# Seçilmiş alıntı
+-------+

ABD ve NATO’nun Kıbrıs’ı boyunduruğu altına alma hedefinden hiçbir zaman vazgeçmediğini ve ne yazık ki zorluklarla karşılaşmaksızın iki toplum arasındaki zıtlaşmaları körüklediklerini belirten Kiprianu, Kıbrıs’ın bağımsızlığını Kıbrıslırum toplumunda milliyetçilik ve şovenizmin ENOSİS için, Kıbrıslıtürk toplumunda milliyetçilik ve şovenizmin TAKSİM için bir eşik olarak gördüğünü söyledi. Andros Kiprianu, Makarios’a karşı artarda darbe ve suikast planlarının yapıldığı bir dönemde AKEL Genel Sekreteri Ezekias Papayioannu’nun 13. Kongre kürsüsünden Kıbrıs’a karşı canice planların terk edilmediği, bilakis son detayına kadar hazırlandığı uyarısında bulunarak, Atina cuntasının kontrolündeki Ulusal Muhafız gücüne ve EOKA-B’ye karşı halk milisi oluşturulmasını önerdiğini hatırlattı. AKEL’in somut isimlerle halk milisinde yer alacakların listesini ve Makarios’a desteğini içeren önerisinin reddedilmediğini ama yaşama da geçirilmediğini söyleyen Kiprianu, yaşanan olaylarda herkesin aynı rolü oynamadığını ifade ederek “bir tarafta AKEL ve Kıbrıs halkının ezici çoğunluğu Makarios’un bağlantısızlar politikası etrafında toplanmıştı, diğer tarafta ise bir avuç EOKA-B’ci faşist. Bir tarafta demokrasi ve özgürlük için canlarını vermeye hazır binlerce onurlu yurtsever. Diğer tarafta istila olur olmaz savaşmamak için dağlarda ya da hastanelerde saklanmaya koşan bir avuç satılmış. Çatışmalar bitince burunlarını saklandıkları yerden çıkardılar. Bugün artık çok cüretkâr bir biçimde ve rahatça iktidar koltuklarında, sağın ve aşırı sağın partilerinin çatıları altında yer alıp hala daha yaptıklarından pişmanlık duymaksızın bize tarih dersi de vermeye kalkışıyorlar” dedi. Darbeden beş gün sonra Türkiye’nin uluslararası hukuku çiğneyerek gerçekleştirdiği istilayla Kıbrıs ve Kıbrıs halkı aleyhine işlediği suçu Kıbrıs topraklarının yüzde 37’sinin işgaliyle bugüne kadar sürdürdüğünü belirten Kiprianu, dikenli tellerin bunca acıları çeken adamızın bedenini derinden yaraladığını söyledi.

+-------+

# Yönergeler
• 1. Kiprianu'nun sözlerini aktaran metne göre şu soruların cevabı nedir?
(a) Türkiye'nin istilası darbeden kaç gün sonra gerçekleşti?
(b) Kıbrıs topraklarının yüzde kaçı işgal altında?
(c) Papayioannu uyarısını hangi kongrenin kürsüsünden yaptı?
• 2. Şu ifadeler Kiprianu'nun sözlerini aktaran metinle uyuşuyor mu? Her birine evet ya da hayır deyip metindeki belirleyici sözleri aynen alıntılayın.
(a) AKEL'in halk milisi önerisi reddedildi.
(b) Kıbrıslıtürk toplumunda milliyetçilik ve şovenizm, bağımsızlığı TAKSİM için bir eşik olarak gördü.
(c) Halk milisi, Ulusal Muhafız gücüne ve EOKA-B'ye karşı önerildi.
• 3. Kiprianu'nun sözlerini aktaran metni son cümlesinden sonra birkaç cümleyle ilerletir misiniz?
Bu işler için listeye ihtiyaç yoktur.

[Bir koleksiyondan saklanan öğeler]
+-------+

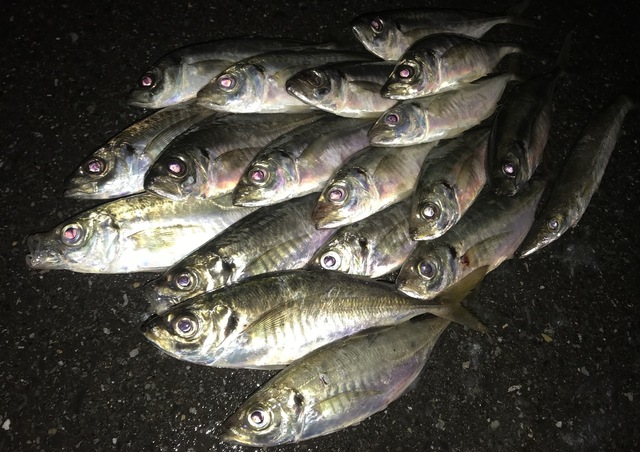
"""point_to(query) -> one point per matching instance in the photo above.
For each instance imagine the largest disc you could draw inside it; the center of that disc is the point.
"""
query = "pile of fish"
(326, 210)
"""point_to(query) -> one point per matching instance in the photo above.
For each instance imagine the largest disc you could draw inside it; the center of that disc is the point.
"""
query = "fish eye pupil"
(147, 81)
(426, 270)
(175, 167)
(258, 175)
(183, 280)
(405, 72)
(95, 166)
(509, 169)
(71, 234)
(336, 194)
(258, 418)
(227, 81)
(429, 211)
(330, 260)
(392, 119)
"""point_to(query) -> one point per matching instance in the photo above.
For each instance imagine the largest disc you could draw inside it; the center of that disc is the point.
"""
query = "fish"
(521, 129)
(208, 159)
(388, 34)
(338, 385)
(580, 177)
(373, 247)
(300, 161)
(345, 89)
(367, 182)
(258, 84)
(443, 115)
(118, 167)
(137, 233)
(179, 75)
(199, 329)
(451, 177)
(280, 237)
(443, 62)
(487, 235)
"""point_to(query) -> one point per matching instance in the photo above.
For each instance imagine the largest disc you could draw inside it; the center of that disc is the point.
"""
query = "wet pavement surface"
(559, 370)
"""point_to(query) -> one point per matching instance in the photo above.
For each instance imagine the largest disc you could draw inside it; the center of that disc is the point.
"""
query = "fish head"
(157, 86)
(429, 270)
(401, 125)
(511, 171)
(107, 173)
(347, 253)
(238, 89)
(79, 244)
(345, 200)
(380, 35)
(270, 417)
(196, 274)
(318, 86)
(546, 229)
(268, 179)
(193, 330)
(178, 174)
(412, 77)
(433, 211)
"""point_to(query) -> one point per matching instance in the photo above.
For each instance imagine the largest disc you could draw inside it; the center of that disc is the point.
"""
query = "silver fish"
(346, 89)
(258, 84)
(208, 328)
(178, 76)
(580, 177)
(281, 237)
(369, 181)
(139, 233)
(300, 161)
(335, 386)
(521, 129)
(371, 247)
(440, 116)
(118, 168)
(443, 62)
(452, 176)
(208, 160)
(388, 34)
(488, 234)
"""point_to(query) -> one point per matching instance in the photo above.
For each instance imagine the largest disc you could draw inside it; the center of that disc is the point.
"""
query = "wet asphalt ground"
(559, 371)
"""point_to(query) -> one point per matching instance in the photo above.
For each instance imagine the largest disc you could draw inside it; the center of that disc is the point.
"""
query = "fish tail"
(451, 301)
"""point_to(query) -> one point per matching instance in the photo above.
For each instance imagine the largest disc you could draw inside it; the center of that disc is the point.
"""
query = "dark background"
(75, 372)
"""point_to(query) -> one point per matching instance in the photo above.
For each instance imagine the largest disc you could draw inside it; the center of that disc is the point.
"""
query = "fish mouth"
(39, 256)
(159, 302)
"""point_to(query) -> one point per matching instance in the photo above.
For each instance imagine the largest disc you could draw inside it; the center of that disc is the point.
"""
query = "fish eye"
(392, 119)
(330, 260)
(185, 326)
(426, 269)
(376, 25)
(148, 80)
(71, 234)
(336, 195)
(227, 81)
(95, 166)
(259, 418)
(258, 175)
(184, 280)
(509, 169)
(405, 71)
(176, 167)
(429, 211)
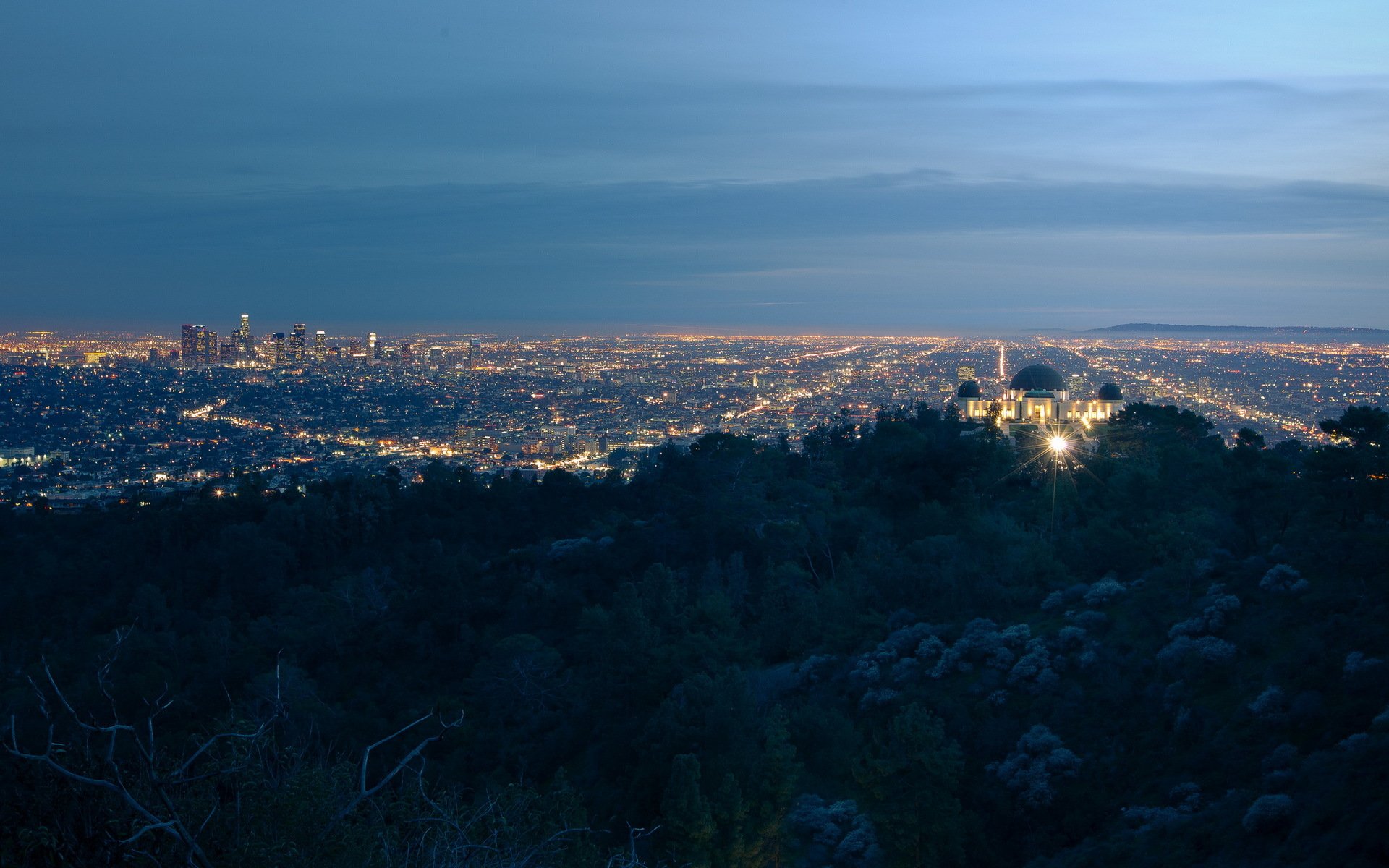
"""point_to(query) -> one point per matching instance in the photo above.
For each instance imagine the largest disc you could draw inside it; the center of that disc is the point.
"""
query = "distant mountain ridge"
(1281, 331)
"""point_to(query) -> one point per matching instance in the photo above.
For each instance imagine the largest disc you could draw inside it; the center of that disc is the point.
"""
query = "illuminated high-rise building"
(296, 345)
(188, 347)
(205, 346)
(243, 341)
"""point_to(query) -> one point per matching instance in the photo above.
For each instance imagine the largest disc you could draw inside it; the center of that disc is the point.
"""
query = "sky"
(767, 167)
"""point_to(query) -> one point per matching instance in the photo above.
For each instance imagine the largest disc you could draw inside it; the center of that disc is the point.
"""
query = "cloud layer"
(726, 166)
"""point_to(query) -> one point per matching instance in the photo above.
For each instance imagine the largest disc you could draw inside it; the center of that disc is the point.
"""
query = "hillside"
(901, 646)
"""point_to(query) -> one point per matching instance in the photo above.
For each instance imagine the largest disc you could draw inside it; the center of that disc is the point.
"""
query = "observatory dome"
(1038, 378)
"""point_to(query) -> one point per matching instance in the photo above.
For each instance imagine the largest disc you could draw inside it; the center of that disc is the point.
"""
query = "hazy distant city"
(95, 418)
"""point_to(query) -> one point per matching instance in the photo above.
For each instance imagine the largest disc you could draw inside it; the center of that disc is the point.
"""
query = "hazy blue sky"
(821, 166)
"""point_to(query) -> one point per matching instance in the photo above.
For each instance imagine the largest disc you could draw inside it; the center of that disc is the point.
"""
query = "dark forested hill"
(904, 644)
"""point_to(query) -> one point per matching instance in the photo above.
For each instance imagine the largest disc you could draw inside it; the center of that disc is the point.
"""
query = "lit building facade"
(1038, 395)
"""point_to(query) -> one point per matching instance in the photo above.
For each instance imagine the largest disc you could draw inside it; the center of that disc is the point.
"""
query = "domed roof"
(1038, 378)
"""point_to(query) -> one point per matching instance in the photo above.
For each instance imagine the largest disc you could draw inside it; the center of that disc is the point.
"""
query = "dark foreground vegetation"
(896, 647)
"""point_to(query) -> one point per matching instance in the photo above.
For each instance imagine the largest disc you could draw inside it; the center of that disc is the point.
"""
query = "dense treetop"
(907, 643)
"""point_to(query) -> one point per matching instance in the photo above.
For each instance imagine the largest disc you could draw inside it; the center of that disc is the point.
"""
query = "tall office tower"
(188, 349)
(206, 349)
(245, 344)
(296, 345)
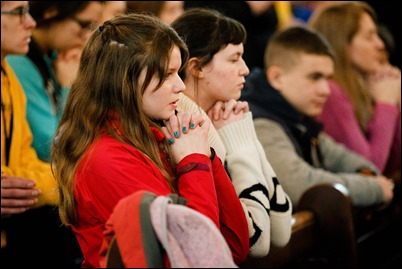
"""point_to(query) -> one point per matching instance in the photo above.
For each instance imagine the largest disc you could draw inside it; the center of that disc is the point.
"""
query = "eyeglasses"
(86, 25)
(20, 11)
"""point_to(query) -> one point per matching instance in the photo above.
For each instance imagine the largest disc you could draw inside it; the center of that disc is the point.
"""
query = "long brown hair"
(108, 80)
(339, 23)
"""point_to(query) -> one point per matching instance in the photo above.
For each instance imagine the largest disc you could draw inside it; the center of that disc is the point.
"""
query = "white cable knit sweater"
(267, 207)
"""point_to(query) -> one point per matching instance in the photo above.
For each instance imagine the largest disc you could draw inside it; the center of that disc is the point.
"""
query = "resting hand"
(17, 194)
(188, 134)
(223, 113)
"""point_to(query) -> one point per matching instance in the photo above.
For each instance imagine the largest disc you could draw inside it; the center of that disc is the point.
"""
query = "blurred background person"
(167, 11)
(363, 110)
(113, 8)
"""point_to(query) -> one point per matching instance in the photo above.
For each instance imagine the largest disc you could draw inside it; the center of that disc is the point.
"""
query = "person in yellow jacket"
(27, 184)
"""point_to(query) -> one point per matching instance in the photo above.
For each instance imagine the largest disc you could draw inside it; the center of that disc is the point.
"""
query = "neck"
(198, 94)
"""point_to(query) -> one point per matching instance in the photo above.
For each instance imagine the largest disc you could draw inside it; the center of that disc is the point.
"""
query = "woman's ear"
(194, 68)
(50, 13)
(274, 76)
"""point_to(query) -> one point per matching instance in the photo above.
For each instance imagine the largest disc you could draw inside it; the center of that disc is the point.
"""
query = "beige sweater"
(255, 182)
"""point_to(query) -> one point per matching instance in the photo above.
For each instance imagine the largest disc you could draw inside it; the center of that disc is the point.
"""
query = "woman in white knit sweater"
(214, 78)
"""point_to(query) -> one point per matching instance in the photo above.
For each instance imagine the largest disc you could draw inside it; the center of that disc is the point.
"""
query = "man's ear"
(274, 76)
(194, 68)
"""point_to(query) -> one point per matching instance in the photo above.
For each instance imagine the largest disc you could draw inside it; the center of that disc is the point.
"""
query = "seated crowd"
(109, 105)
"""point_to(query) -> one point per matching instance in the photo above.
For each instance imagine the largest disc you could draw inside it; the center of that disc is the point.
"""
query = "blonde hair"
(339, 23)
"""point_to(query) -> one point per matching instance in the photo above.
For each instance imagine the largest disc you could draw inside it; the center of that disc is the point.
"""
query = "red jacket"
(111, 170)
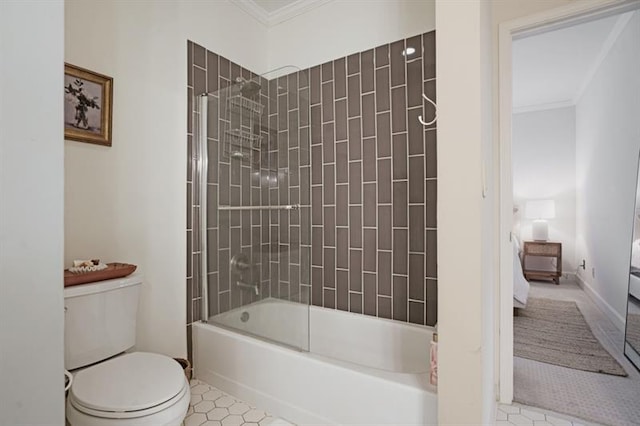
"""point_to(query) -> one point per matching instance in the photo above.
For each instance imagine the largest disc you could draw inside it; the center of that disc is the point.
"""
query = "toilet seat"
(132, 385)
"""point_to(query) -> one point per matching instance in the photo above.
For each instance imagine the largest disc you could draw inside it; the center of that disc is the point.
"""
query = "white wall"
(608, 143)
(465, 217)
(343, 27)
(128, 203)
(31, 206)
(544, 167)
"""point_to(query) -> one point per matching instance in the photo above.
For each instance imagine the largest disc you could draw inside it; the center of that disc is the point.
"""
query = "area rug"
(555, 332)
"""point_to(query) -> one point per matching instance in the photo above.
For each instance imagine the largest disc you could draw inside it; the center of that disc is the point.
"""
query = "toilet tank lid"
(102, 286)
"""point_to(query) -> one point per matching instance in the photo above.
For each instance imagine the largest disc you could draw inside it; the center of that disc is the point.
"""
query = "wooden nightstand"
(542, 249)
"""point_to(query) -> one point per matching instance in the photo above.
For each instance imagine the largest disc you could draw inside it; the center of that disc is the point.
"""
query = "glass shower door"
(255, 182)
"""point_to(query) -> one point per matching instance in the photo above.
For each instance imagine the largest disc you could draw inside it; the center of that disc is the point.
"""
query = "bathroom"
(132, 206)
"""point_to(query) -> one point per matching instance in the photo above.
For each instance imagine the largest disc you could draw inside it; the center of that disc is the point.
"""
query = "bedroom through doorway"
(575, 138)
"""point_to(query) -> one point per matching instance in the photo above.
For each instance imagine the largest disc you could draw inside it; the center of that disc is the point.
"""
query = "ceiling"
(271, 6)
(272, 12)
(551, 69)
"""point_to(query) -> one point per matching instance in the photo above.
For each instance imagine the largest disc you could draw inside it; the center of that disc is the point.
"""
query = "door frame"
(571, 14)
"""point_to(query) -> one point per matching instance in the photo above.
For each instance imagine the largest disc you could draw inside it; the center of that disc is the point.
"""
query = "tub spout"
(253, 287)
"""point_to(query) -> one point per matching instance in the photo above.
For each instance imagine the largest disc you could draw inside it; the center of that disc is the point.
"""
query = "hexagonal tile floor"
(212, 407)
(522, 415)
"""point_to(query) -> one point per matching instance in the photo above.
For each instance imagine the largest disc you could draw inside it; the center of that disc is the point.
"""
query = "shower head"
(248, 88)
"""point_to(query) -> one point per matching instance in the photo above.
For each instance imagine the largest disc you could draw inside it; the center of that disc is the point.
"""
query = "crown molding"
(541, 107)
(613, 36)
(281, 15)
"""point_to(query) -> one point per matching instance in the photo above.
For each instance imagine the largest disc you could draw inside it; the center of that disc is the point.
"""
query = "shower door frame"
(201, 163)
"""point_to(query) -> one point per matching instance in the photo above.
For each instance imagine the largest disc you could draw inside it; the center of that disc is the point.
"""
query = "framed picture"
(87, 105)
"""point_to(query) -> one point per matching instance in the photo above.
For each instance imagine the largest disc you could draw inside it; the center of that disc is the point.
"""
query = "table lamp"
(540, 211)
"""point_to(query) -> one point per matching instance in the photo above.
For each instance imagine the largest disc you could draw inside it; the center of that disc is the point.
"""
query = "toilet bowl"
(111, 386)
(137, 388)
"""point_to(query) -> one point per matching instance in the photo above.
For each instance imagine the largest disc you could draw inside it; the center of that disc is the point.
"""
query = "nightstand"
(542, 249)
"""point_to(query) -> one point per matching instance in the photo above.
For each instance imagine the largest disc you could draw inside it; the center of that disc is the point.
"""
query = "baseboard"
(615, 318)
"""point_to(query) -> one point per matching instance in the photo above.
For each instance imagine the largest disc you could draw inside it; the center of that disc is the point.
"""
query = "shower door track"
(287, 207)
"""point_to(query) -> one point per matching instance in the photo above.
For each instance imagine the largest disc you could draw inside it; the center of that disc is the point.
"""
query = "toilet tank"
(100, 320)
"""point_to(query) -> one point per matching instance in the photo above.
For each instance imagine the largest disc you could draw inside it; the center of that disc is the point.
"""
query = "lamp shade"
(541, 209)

+-------+

# Beklenen sonuçlar
• 1.
(a) Beş gün sonra.
(b) Yüzde 37'si.
(c) 13. Kongre'nin.

• 2.
(a) Hayır: "reddedilmediğini ama yaşama da geçirilmediğini"
(b) Evet: "Kıbrıslıtürk toplumunda milliyetçilik ve şovenizmin TAKSİM için bir eşik olarak gördüğünü"
(c) Evet: "Atina cuntasının kontrolündeki Ulusal Muhafız gücüne ve EOKA-B’ye karşı halk milisi oluşturulmasını önerdiğini"

• 3.
“Bu felakete son vermek ve Kıbrıs trajedisini umutlu bir son sözle sonlandırmak kahramanlarımıza ve Kıbrıs’ımıza olan borcumuzdur” diye konuşan Kiprianu, Kıbrıs sorununun çözümünde büyük engeli Türkiye’nin uzlaşmazlığının teşkil ettiğini ancak Sn. Anastasiadis’in 7 yıldır izlediği tuhaf politikanın da Türkiye’nin hedeflerine ulaşmasını zorlaştırmak yerine kolaylaştırdığını kaydetti. Tahrikkarlığı ve saldırganlığı artan bir Türkiye’nin tüm bölge için giderek daha tehlikeli bir hale geldiğine işaret eden AKEL Genel Sekreteri, bugün her zamankinden daha kışkırtıcı davranan Türkiye’yi AB’deki ortaklarımızın sırtını sıvazladığını ve durum karşısında hükümettekilerin kaygılanmak yerine medyayı da kullanarak halkı her şeyin yolunda gittiğine ikna etmeye çabaladıklarını ifade etti.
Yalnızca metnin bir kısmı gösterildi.